◆ Task instructions ◆
Find the line with "# each pair looks like [[139, 92]]" in the entries below. Repeat it, every following line, and the line with "# each pair looks like [[159, 559]]", exactly and with nothing added.

Supplied records below:

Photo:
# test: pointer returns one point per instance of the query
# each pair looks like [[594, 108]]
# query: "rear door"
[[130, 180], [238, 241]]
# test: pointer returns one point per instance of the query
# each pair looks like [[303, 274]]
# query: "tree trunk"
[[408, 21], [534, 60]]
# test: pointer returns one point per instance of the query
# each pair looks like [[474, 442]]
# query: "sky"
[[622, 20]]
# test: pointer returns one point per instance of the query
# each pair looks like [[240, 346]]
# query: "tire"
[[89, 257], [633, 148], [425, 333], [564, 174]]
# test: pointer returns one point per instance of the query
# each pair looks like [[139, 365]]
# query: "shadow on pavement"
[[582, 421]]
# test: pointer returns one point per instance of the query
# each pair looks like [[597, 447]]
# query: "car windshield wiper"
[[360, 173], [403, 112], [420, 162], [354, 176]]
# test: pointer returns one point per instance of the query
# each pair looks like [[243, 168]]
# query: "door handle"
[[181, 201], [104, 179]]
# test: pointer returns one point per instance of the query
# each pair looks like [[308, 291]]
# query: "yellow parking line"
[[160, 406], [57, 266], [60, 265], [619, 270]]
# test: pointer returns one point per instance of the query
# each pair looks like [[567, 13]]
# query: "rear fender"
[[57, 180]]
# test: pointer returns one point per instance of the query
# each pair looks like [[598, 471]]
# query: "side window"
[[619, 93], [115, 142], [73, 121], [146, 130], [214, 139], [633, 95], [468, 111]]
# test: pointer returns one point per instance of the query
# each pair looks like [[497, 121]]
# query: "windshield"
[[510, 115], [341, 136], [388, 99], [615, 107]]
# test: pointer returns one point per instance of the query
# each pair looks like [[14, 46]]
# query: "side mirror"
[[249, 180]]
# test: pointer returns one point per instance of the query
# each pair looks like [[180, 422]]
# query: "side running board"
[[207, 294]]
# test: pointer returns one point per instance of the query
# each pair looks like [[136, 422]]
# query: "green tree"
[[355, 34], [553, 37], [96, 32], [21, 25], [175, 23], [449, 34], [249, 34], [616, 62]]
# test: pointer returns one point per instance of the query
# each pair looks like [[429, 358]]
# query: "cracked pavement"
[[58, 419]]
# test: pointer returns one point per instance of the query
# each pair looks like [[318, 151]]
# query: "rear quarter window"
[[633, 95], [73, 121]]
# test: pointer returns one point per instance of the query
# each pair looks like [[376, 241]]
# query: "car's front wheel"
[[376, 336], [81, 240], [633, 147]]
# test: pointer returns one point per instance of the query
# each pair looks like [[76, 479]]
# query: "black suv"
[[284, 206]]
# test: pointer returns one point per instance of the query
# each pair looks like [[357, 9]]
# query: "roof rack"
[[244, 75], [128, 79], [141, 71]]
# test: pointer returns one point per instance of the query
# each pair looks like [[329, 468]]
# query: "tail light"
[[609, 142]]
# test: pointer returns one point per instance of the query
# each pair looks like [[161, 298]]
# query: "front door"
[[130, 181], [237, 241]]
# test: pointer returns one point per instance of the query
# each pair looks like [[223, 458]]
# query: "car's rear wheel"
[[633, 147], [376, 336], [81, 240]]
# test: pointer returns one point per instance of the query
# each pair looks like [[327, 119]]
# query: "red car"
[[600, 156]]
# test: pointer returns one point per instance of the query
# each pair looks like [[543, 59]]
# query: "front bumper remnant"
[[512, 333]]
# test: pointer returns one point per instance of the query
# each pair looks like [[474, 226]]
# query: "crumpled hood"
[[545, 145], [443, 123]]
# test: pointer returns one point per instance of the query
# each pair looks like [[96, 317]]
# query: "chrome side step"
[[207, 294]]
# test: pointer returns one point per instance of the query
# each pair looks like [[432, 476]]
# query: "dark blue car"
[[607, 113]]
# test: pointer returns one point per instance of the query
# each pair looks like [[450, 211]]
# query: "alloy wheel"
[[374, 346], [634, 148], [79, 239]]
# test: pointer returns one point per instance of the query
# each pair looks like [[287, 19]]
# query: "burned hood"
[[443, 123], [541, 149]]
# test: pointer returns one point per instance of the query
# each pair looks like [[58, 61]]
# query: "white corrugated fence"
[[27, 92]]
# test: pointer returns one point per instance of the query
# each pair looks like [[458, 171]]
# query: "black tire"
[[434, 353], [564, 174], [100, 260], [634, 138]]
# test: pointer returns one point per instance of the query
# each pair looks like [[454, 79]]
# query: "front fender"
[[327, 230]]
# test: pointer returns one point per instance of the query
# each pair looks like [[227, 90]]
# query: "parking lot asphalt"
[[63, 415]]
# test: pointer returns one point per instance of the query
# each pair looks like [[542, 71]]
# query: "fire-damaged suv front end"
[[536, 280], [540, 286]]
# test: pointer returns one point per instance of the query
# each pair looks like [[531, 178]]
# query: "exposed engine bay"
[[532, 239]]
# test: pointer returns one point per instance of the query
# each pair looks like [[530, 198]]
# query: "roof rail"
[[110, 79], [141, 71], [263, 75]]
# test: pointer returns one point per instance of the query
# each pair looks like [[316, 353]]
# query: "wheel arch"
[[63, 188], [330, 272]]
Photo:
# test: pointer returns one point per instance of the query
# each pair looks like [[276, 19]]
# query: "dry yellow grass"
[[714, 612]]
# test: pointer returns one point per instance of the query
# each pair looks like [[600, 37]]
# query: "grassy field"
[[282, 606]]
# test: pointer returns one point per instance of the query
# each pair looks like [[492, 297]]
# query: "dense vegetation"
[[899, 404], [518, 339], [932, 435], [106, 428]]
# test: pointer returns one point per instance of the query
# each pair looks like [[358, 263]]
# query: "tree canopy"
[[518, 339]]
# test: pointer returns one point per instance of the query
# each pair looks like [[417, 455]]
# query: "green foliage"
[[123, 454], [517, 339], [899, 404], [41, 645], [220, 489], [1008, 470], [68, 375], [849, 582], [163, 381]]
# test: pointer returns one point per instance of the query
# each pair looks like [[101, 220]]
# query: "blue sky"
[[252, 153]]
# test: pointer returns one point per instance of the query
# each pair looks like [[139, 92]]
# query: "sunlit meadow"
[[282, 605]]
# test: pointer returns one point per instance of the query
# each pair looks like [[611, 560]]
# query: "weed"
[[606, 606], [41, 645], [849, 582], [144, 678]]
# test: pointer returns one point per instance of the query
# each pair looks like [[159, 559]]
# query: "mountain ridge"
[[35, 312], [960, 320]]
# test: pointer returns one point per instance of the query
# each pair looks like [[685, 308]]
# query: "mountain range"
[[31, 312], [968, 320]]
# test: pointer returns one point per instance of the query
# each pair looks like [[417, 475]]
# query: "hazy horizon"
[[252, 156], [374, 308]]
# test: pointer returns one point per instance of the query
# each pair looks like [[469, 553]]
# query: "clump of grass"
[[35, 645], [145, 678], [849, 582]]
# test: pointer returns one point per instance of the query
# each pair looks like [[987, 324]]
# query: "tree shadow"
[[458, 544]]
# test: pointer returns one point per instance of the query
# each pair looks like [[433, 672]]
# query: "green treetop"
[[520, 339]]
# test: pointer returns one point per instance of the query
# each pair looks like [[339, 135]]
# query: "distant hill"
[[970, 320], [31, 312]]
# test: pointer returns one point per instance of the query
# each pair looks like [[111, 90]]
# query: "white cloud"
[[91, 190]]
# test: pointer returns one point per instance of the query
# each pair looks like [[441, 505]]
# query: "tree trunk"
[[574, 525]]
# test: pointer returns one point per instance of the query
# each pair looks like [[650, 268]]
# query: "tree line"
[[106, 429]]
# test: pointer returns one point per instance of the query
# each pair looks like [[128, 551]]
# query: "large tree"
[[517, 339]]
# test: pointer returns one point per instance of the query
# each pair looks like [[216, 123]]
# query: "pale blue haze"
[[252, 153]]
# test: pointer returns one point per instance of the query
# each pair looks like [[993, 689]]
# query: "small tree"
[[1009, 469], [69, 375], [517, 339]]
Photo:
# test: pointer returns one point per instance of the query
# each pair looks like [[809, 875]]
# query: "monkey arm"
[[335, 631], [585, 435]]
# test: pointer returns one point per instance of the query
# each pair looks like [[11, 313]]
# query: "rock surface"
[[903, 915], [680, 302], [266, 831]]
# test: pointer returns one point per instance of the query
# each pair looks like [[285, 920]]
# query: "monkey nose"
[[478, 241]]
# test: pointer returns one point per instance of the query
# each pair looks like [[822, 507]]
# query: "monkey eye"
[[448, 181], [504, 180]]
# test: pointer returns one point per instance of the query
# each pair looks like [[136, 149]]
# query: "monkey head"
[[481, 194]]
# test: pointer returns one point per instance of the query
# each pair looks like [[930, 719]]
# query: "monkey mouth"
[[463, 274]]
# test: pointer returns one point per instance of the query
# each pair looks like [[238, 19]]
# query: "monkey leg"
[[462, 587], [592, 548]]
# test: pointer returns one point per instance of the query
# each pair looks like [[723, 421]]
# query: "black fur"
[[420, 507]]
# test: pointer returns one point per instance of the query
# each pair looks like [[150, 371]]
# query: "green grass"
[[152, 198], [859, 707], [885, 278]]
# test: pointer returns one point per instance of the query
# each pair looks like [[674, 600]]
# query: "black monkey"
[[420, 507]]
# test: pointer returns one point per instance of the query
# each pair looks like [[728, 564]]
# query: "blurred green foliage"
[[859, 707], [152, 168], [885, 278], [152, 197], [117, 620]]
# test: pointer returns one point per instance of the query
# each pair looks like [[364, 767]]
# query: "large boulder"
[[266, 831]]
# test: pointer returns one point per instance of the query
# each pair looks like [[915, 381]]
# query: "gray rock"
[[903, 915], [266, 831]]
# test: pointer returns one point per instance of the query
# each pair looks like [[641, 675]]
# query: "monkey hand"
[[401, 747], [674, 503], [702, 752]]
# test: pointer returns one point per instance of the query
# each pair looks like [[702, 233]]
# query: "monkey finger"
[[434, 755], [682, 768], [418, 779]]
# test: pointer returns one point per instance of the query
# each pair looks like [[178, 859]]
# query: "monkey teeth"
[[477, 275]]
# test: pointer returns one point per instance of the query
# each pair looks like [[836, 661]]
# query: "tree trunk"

End of Supplied records.

◆ Result of the task ◆
# each pair looks like [[139, 92]]
# query: "sunlit meadow"
[[282, 605]]
# test: pointer returns one point per instance of the query
# each pair looks like [[611, 560]]
# query: "weed"
[[606, 606], [41, 645], [849, 582], [144, 678]]
# test: pointer returns one point per instance of the query
# each pair looks like [[159, 559]]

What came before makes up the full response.